━━━ Texto de origem ━━━

E se ao invés de cerveja, o amigo Marlon desse a Truman um cigarro de
maconha para tentar acalmar suas crises paranoicas sobre as
suspeitas de que sua vida era um programa de TV? Será que Truman ficaria
“anestesiado” ou chegaria mais rapidamente à verdade no filme “Show de Truman?”. O curta “Craig’s Pathetic Freakout” (2018), de Graham Parkes, levanta essa
curiosa questão de cinéfilo – Craig é um cara orgulhoso demais para aceitar que
não pode lidar bem com drogas. Fuma uma erva e começa a ficar paranoico,
acreditando estar dentro de um filme. Ficção e realidade se misturam num
curioso exercício metalinguístico e de narrativa em abismo – um filme dentro de
um filme. E, como toda metalinguagem no cinema e audiovisual, trás um sabor
gnóstico: e se a realidade for também um filme dirigido por alguém muito louco?
O
leitor deste Cinegnose certamente
assistiu ao clássico gnóstico Show de
Truman (Truman Show, 1998) no
qual Jim Carrey era Truman , cidadão de Seaheaven que ignorava que sua vida era
um reality show e a cidade uma cenografia completa em um gigantesco domo
povoado por atores e equipes de produção no programa com a maior audiência da
TV mundial.

━━━

Segundo o texto de origem, quem dirigiu o curta “Craig’s Pathetic Freakout”? Responda com o nome, por favor.

━━━ Dados fornecidos ━━━

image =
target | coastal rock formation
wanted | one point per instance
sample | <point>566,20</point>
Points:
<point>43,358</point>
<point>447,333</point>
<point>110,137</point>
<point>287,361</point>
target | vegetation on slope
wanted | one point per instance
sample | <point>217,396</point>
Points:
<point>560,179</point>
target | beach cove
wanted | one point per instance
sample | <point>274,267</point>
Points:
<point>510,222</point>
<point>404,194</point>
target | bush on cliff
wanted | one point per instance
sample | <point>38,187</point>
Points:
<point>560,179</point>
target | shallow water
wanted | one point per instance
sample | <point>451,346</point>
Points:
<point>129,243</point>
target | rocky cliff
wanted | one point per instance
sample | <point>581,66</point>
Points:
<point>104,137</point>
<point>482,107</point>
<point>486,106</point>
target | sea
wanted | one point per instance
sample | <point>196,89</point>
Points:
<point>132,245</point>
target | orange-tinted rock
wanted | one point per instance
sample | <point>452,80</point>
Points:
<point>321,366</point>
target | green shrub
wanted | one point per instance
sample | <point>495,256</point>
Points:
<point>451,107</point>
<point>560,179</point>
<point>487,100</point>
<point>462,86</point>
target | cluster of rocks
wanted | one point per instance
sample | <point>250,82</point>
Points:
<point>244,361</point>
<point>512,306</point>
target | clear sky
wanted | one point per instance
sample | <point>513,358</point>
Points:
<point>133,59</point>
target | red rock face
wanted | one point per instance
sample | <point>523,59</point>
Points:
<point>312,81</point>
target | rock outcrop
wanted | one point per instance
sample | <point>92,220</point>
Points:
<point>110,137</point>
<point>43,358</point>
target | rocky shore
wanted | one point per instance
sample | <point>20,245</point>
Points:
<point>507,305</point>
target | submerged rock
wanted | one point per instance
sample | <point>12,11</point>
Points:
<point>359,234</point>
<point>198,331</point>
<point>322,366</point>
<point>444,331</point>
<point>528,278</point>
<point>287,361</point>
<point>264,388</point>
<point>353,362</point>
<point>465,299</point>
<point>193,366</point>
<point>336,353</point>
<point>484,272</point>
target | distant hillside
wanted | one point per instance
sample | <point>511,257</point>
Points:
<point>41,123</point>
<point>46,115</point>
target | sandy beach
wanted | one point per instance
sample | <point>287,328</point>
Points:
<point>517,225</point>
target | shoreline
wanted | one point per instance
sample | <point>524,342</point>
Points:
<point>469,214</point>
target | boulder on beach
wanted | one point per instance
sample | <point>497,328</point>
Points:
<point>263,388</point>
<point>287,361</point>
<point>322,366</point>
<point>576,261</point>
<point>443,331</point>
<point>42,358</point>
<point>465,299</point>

━━━

> Resposta do exercício: Graham Parkes.